- INSTRUCTIONS TO FOLLOW: Starting at the line that contains "TARGET = worker standing on machine" and ending at the last line of the rows below, give those lines as a numbered list with blank lines omitted.

** Start of INFORMATION GIVEN **

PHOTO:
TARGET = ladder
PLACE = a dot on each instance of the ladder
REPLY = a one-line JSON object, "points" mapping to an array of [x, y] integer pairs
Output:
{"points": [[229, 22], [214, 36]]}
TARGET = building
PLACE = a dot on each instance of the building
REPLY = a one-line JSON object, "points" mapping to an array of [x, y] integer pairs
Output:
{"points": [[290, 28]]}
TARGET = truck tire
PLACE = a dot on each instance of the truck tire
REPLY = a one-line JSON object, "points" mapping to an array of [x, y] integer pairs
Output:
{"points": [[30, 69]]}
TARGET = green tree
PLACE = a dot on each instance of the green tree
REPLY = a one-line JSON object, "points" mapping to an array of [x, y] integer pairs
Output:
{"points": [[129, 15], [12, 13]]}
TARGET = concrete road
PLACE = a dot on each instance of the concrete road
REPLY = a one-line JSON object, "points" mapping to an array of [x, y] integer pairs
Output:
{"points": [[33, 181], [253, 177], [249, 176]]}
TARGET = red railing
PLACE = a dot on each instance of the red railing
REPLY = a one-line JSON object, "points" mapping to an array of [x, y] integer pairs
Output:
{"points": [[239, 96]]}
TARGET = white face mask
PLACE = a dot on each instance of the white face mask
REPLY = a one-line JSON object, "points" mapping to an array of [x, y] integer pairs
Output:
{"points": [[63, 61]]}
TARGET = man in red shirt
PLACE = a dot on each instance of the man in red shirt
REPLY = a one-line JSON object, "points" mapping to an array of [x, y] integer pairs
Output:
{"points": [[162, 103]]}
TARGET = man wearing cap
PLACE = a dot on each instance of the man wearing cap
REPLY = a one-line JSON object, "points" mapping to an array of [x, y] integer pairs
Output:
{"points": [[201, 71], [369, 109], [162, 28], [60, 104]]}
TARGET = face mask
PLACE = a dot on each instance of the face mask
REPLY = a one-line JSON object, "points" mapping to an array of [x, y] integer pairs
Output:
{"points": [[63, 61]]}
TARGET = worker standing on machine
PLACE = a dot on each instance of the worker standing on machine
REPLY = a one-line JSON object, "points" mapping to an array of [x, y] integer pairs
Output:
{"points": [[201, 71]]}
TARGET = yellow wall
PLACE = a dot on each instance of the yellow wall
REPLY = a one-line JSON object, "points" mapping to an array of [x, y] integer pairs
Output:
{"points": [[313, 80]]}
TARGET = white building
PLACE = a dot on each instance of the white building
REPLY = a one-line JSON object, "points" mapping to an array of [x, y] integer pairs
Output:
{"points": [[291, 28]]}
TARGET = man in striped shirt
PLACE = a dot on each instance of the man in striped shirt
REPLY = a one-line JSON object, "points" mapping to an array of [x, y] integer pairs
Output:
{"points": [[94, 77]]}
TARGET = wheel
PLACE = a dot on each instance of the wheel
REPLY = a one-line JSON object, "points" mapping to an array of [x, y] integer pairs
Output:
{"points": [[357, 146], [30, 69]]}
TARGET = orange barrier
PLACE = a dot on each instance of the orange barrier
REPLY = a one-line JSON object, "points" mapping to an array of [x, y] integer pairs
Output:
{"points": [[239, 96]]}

** End of INFORMATION GIVEN **

- FINISHED EXERCISE:
1. TARGET = worker standing on machine
2. PLACE = a dot on each instance of the worker standing on machine
3. REPLY = a one-line JSON object, "points" mapping to an array of [x, y] integer pairs
4. Output:
5. {"points": [[201, 71]]}
6. TARGET = yellow wall
7. PLACE = a dot on each instance of the yellow wall
8. REPLY = a one-line JSON object, "points" mapping to an array of [x, y] integer pairs
9. Output:
10. {"points": [[313, 80]]}
11. TARGET = white building
12. PLACE = a dot on each instance of the white building
13. REPLY = a one-line JSON object, "points" mapping to an array of [x, y] integer pairs
14. Output:
15. {"points": [[291, 28]]}
16. TARGET = man in striped shirt
17. PLACE = a dot on each instance of the man in striped shirt
18. REPLY = a one-line JSON object, "points" mapping to an array of [x, y] integer pairs
19. Output:
20. {"points": [[94, 77]]}
21. TARGET = wheel
22. PLACE = a dot on each instance of the wheel
23. REPLY = a one-line JSON object, "points" mapping to an array of [x, y] integer pairs
24. Output:
25. {"points": [[357, 146], [30, 69]]}
26. TARGET = orange barrier
27. PLACE = a dot on each instance of the orange barrier
28. REPLY = a one-line JSON object, "points" mapping to an array of [x, y] integer pairs
29. Output:
30. {"points": [[239, 96]]}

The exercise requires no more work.